> [DATA SUPPLIED]:

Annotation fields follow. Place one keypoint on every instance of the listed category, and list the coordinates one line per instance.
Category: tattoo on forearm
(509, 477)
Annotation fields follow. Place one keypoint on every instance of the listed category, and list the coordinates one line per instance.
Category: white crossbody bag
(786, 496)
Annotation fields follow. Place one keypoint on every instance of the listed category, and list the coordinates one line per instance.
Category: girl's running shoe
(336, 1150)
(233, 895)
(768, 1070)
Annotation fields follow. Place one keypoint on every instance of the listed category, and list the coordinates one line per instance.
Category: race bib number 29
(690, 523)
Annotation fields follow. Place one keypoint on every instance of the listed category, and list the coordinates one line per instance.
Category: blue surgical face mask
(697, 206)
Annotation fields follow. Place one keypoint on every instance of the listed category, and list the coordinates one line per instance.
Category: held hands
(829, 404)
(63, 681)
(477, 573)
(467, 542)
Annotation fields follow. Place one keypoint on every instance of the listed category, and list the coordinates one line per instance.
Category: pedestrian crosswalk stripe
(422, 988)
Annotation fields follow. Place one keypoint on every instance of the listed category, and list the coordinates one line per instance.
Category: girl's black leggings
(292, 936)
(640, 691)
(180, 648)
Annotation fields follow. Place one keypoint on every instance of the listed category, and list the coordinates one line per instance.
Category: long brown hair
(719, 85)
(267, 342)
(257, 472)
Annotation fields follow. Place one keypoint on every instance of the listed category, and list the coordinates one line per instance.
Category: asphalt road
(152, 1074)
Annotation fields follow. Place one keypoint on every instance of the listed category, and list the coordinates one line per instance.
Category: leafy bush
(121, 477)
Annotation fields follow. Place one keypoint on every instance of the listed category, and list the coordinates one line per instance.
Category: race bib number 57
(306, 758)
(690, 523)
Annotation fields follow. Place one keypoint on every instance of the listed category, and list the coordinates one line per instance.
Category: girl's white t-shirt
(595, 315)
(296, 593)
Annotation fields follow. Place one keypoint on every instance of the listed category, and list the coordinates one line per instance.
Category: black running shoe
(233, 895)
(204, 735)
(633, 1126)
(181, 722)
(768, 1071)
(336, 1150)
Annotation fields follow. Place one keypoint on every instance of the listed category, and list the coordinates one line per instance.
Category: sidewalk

> [THE EXERCISE]: All of the material above needs to be retyped word for word.

> [FINAL RESULT]:
Annotation fields follow. Place one keypoint on every instance of the listed category, and list the coordinates one line per instance.
Category: tattoo on forearm
(509, 477)
Annotation fields follow. Place one keypoint on every instance of the listed category, and list the coordinates one line per instance.
Category: white crossbody bag
(786, 496)
Annotation fields follow. Place one keypoint on every instance of the listed category, and list the coordinates one line per instance.
Category: girl's running shoe
(336, 1150)
(233, 895)
(768, 1070)
Annotation fields follow. Place one keypoint on every instance of the listed category, and list the coordinates one line per instance.
Category: race bib number 29
(690, 523)
Annotation fields follow. Place one keypoint on every instance of the listed category, and list the coordinates one line per instance.
Category: blue surgical face mask
(697, 206)
Annotation fields follow. Place one keypoint on every instance of the listed category, and list the coordinates one line per instance.
Category: held hands
(829, 404)
(63, 681)
(477, 573)
(467, 542)
Annotation fields follow. Place one keypoint on every instance of the listed category, and list the coordinates one line per instance.
Category: pedestrian crosswalk stripe
(422, 988)
Annotation fields follow. Place one keypoint on every instance of the listed category, and list the coordinates one line per instance.
Category: girl's black leggings
(292, 936)
(640, 691)
(180, 648)
Annotation fields follow. Place one keypoint on every instance of the listed category, and list the coordinates one line per instance.
Category: long brown hair
(719, 85)
(267, 342)
(257, 472)
Annotation fields follow. Place one keypoint on every instance of the listed category, and list the coordinates one line per instance.
Category: asphalt road
(152, 1074)
Annotation fields follow. Place one keypoint on every instance of the listed category, and list the coordinates one line per instance.
Category: leafy bush
(121, 477)
Annotation fields follow. Place one keypoint on every instance of the listed category, and list the coordinates one line per instance.
Category: race bib number 57
(306, 758)
(690, 523)
Annotation fields follow. Place one keypoint on every instance of the listed category, and list the coordinates one line per instance.
Category: girl's white t-shirt
(595, 315)
(296, 593)
Annotation fields follow. Place one keypoint on every instance of the listed category, and list the coordinates one line per instance.
Category: black running shoe
(233, 895)
(204, 735)
(633, 1126)
(181, 722)
(768, 1071)
(336, 1150)
Annotation fields follow. Place one keypoint on every instance of the listed category, and list the coordinates one line per instance.
Category: sidewalk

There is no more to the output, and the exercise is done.